━━━━━ EXCERPT PROVIDED ━━━━━

The stack algorithm can already yield 16 blue/red cards in a row or 8 white cards in a row (more if you count bonus cards). It very rarely does this of course (about one in 350,000 two-stack sequences will have either 16 blue/red or 8 white in a row), but it's possible. The pure random algorithm would yield these longer streaks more often of course, an inevitable consequence of having an IID memory-less algorithm, but it's still pretty rare: about 1 / 1300 to get 16 colored cards in a row. (A game to 768 takes about 320 moves I think, so you'd get a streak like this every 4 games or so.) On the other hand, the algorithm could still be tuned based on what's on the board, with a higher probability of a 3 if more colored cards are on the board or vice versa, and still be memory-less and thus not countable. I wonder if most historical Tetris implementations have been purely random, or whether any of them enforced a more even distribution? In the early days of iTunes, Apple was criticized for its shuffle algorithm being "not random enough", so they had to add measures to even out the distribution of songs. It's funny how the perception and reality of randomness are often quite different.
Amen. Another amazing quote which goes in a similar direction: This is from the book "Thinking, Fast and Slow" that I mentioned earlier. Back to topic: By showing how much tuning and fiddling you have to do with a probabilistic, memoryless algorithm you're nicely demonstrating the Okkam's Razor argument for the stack algorithm.
Shouldn't we test which position the new card "spawns" at from an objective point of view too? Perhaps there is a bias towards one corner of the board.
By mere coincidence, I stumbled upon a video by 148apps with both aeiowu and AsherVo giving live comments: http://www.youtube.com/watch?v=rhdbsNOwUNU At 14:00 aeiowu basically confirms the "spawn space is chosen at random from candidates"-theory. Or he was lying. Edit: The coincidences continue with Veritasium just posting a video relevant to our endeavor: http://www.youtube.com/watch?v=vKA4w2O61Xo
Is there anything left to do then? Also, can the incredible AI ever get 6144's and higher consistently or it at it's peak, given the randomness and time needed to do the lookaheads?

━━━━━

- **TASK TO CARRY OUT**: Print the passage of the forum thread on the game's card-drawing algorithm from "By mere coincidence, I" up to and including "do the lookaheads?".

━━━━━ ROWS ━━━━━

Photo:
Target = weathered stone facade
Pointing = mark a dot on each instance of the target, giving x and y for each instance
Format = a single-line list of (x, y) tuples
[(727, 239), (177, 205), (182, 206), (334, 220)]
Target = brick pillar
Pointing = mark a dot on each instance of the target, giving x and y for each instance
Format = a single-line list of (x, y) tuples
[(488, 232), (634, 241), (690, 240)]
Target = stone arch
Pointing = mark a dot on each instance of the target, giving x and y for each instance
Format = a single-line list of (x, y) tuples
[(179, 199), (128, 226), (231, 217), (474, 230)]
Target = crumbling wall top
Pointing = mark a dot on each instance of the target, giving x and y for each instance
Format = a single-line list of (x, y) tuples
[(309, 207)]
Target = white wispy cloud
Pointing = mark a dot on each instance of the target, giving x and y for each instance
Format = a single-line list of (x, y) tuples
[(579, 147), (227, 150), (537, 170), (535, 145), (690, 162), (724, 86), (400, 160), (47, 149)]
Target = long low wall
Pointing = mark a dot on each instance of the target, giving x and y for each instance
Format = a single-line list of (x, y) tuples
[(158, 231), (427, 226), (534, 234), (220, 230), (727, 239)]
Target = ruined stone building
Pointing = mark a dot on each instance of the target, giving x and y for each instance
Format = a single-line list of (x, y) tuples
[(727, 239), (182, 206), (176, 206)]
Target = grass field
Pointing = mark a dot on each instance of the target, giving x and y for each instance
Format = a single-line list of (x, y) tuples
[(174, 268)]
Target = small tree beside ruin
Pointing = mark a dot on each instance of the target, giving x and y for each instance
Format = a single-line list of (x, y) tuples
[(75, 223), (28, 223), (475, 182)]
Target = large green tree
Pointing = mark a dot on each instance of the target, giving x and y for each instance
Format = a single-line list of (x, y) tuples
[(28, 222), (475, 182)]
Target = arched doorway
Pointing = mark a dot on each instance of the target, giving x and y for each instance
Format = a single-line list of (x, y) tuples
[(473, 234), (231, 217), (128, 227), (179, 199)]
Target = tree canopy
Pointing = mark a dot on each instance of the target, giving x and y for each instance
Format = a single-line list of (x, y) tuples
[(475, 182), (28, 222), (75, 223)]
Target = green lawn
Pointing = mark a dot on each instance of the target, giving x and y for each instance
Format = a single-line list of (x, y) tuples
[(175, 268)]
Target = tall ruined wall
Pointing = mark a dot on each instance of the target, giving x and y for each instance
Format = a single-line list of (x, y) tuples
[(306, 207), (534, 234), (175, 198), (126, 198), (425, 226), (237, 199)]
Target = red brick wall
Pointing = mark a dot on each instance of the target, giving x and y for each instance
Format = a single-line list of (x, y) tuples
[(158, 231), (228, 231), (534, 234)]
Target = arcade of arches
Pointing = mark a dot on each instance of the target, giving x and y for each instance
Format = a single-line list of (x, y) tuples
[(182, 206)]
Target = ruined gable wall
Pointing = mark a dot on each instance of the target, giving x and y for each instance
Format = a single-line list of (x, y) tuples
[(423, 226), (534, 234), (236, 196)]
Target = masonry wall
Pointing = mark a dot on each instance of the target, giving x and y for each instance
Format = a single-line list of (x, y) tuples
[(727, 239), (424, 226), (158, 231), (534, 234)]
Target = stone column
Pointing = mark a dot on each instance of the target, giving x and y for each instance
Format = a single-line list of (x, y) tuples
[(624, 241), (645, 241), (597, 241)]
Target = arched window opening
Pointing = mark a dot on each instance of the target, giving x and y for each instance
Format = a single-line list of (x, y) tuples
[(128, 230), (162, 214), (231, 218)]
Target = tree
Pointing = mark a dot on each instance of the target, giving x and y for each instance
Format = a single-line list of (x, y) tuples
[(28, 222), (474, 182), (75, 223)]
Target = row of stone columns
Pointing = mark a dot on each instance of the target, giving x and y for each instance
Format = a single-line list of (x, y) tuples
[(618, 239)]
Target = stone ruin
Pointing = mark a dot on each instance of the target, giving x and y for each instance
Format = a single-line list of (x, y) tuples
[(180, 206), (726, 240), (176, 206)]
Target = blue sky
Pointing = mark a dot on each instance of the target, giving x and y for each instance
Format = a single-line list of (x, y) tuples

━━━━━

- **RESPONSE BELOW**:
By mere coincidence, I stumbled upon a video by 148apps with both aeiowu and AsherVo giving live comments: http://www.youtube.com/watch?v=rhdbsNOwUNU At 14:00 aeiowu basically confirms the "spawn space is chosen at random from candidates"-theory. Or he was lying. Edit: The coincidences continue with Veritasium just posting a video relevant to our endeavor: http://www.youtube.com/watch?v=vKA4w2O61Xo
Is there anything left to do then? Also, can the incredible AI ever get 6144's and higher consistently or it at it's peak, given the randomness and time needed to do the lookaheads?